(Dataset entries)
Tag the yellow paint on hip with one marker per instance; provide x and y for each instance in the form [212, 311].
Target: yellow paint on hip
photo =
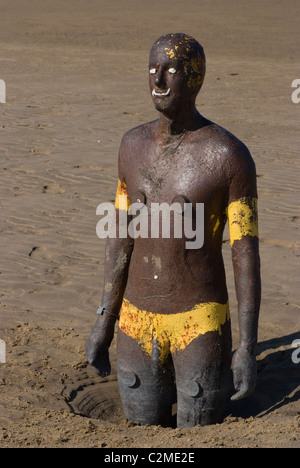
[122, 201]
[172, 332]
[242, 219]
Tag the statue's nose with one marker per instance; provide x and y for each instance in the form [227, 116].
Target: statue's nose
[159, 80]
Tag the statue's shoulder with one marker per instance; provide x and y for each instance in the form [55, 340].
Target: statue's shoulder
[227, 145]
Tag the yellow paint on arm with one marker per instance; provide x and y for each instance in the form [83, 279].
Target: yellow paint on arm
[242, 219]
[122, 201]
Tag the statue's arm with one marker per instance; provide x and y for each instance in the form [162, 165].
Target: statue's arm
[243, 227]
[117, 259]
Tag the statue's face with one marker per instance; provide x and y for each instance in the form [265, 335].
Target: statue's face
[175, 79]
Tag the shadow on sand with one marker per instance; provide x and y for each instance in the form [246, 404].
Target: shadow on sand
[278, 384]
[278, 379]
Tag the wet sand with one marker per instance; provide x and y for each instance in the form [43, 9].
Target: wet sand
[77, 79]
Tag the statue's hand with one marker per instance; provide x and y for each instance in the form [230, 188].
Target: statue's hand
[97, 346]
[244, 369]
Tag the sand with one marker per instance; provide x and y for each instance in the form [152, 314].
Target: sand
[76, 76]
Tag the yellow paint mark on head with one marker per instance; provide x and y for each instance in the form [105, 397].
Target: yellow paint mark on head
[242, 219]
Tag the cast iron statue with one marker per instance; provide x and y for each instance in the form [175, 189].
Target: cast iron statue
[174, 333]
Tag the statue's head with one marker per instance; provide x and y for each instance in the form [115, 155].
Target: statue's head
[177, 69]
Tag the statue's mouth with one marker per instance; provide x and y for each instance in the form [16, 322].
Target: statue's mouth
[161, 94]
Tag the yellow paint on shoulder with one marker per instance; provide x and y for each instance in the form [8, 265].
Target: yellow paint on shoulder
[122, 201]
[216, 226]
[171, 53]
[172, 332]
[242, 219]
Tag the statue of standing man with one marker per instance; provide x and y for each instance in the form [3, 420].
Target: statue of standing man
[174, 333]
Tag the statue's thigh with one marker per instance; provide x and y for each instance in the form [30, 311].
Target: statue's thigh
[203, 379]
[146, 389]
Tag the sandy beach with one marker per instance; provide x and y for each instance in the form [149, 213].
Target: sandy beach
[76, 75]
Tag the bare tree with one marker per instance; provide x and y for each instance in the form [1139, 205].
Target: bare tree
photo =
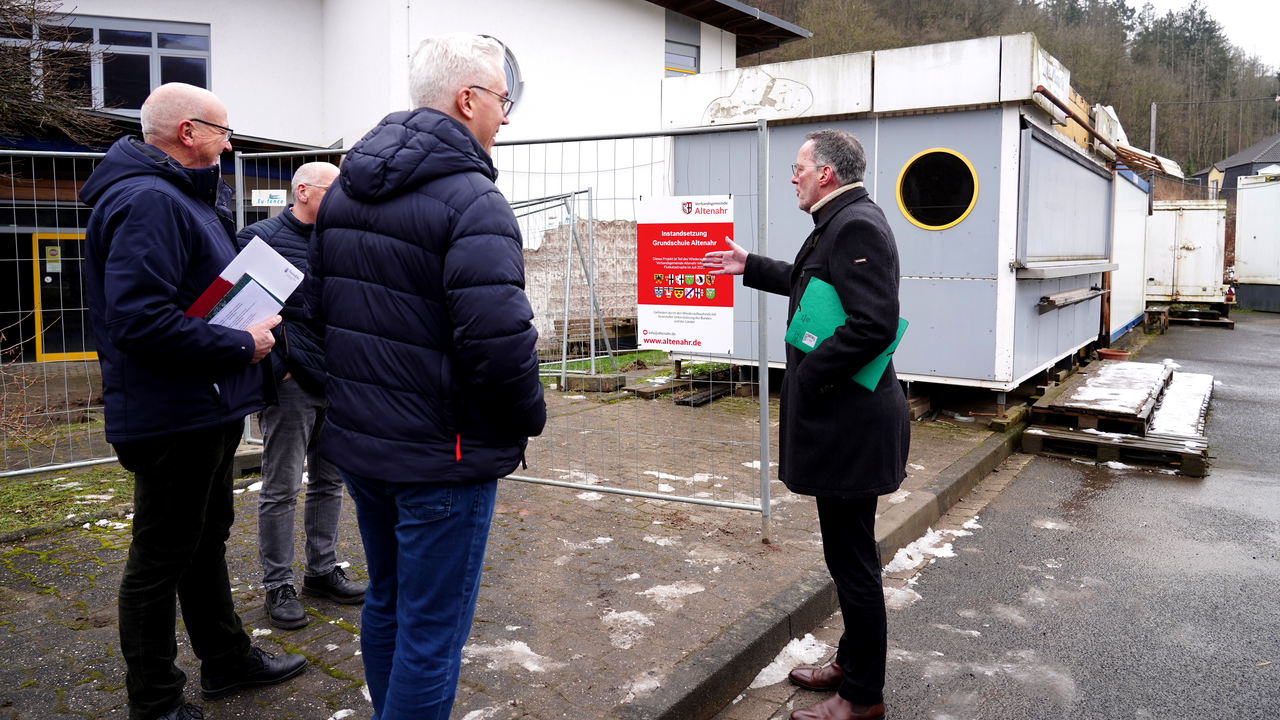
[45, 74]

## ABOUT THIS TASK
In the copy, include exactly the lines from the one with "Target: statue's mouth" through the final line of the data, both ends included, and no pictures.

## SOLUTION
Target: statue's mouth
[161, 94]
Tag the yellow paint on shoulder with one marker per instance; provide x and y for each instance in the form [8, 265].
Target: yellow paint on shoulder
[122, 201]
[216, 226]
[171, 53]
[172, 332]
[242, 219]
Tag the statue of standing man with one marker per instance; provide x and y for each instance in the form [3, 420].
Target: statue of standing man
[174, 333]
Tag the statue's thigh with one marker per instance; provide x and y for each instance in the form [30, 311].
Target: statue's thigh
[203, 379]
[146, 389]
Tag the sandy beach with one marker per instance; provide x and y for each instance in the form [149, 213].
Target: sandy beach
[76, 75]
Tag the bare tree with one marker per instance; provide x and y for each instance in the form [1139, 205].
Target: bare tree
photo =
[45, 74]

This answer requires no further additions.